== Task goal ==
Examine each line of the data. Copy the line if it includes the word "below".
=-=-=
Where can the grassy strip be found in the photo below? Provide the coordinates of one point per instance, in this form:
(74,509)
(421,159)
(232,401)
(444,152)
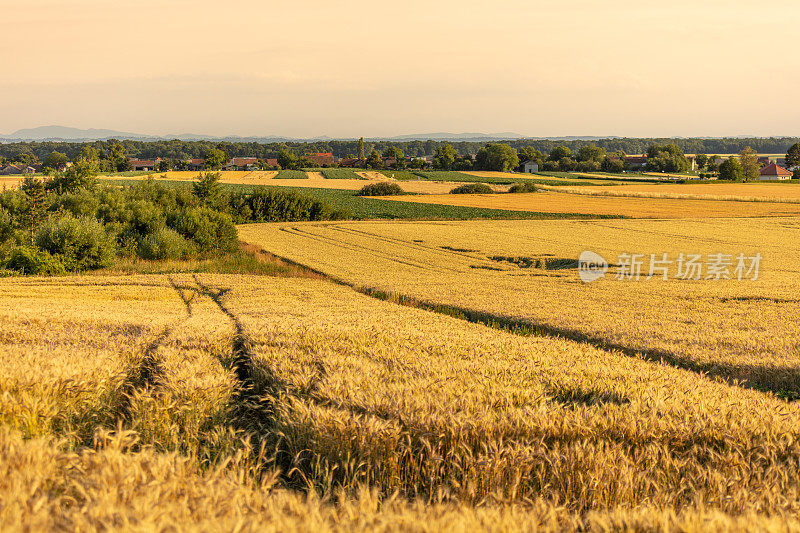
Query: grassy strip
(340,174)
(247,260)
(291,175)
(364,208)
(401,175)
(623,178)
(372,208)
(510,180)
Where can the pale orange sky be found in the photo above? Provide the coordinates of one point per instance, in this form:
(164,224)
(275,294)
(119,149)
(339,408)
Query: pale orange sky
(308,68)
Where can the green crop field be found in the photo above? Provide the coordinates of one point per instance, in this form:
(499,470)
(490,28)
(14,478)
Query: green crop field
(340,174)
(291,175)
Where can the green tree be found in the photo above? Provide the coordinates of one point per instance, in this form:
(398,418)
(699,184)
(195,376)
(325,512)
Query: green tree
(445,157)
(559,152)
(55,162)
(497,156)
(395,153)
(591,152)
(529,153)
(374,160)
(666,158)
(26,158)
(731,170)
(209,190)
(748,159)
(35,207)
(287,160)
(614,165)
(793,156)
(361,152)
(216,158)
(116,155)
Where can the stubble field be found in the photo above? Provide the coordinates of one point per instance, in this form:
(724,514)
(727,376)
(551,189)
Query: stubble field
(608,201)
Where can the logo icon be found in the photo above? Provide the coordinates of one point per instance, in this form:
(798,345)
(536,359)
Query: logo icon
(591,266)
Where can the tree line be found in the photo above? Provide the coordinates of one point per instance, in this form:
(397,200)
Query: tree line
(182,150)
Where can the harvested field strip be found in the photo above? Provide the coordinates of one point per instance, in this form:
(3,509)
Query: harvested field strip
(665,193)
(340,174)
(291,175)
(705,325)
(604,205)
(337,413)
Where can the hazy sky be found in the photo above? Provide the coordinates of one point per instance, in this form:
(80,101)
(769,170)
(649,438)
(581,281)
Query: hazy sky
(349,68)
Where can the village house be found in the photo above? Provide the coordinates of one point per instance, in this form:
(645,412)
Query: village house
(350,163)
(635,161)
(145,164)
(17,169)
(322,159)
(530,167)
(242,163)
(773,172)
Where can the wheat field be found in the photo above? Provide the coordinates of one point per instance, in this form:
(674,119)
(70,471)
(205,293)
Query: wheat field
(275,404)
(745,330)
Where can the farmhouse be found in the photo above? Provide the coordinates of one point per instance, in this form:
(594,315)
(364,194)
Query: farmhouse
(530,167)
(145,164)
(774,172)
(17,169)
(320,158)
(635,161)
(241,163)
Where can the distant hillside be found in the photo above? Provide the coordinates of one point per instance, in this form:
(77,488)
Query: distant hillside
(63,133)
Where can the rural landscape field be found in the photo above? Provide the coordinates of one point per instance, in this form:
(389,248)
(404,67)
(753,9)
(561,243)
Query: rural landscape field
(429,267)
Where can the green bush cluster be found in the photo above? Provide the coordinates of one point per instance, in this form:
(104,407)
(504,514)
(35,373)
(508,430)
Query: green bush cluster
(382,188)
(523,186)
(50,230)
(473,188)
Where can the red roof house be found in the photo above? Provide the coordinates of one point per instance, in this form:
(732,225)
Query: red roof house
(320,158)
(774,172)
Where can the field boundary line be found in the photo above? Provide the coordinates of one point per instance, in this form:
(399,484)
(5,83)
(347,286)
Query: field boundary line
(712,371)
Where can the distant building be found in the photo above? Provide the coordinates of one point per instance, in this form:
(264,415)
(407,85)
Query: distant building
(350,163)
(145,164)
(635,161)
(773,172)
(320,158)
(530,167)
(242,163)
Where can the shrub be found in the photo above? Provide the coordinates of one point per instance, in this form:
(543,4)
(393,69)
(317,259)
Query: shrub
(523,186)
(30,260)
(210,230)
(164,243)
(473,188)
(382,188)
(81,243)
(267,205)
(6,225)
(80,203)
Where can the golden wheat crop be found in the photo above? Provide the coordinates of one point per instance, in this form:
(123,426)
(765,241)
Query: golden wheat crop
(746,330)
(737,192)
(606,203)
(228,391)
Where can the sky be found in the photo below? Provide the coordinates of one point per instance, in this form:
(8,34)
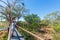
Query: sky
(42,7)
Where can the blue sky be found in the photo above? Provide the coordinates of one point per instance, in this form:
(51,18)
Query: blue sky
(42,7)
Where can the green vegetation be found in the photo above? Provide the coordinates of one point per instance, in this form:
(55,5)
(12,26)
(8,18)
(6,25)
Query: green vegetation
(26,35)
(5,36)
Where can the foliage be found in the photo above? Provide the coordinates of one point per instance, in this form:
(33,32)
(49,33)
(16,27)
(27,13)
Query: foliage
(26,35)
(54,19)
(5,36)
(13,8)
(33,21)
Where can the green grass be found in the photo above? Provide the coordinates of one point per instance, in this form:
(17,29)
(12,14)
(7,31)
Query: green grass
(56,37)
(5,36)
(26,35)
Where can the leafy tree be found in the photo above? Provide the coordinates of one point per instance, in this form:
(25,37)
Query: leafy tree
(33,21)
(13,8)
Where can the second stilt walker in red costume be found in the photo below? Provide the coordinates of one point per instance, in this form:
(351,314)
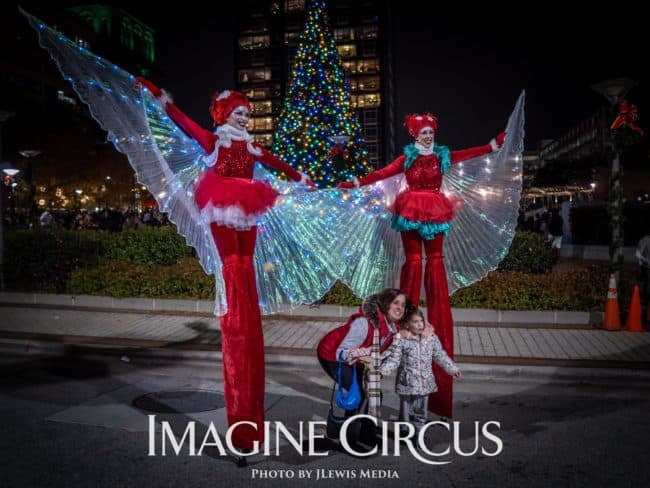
=-=-=
== Exercise output ==
Where can the grassy strip be found in the photo below? Provide the coordinates of one point per instance, in this form:
Where can the sky be found in the photo below? Provide the coordinates of one point per instance, in this form:
Where can the second stilt walker in red costume be found in the photo below? Provide the coordinates of one point per instance, in this form:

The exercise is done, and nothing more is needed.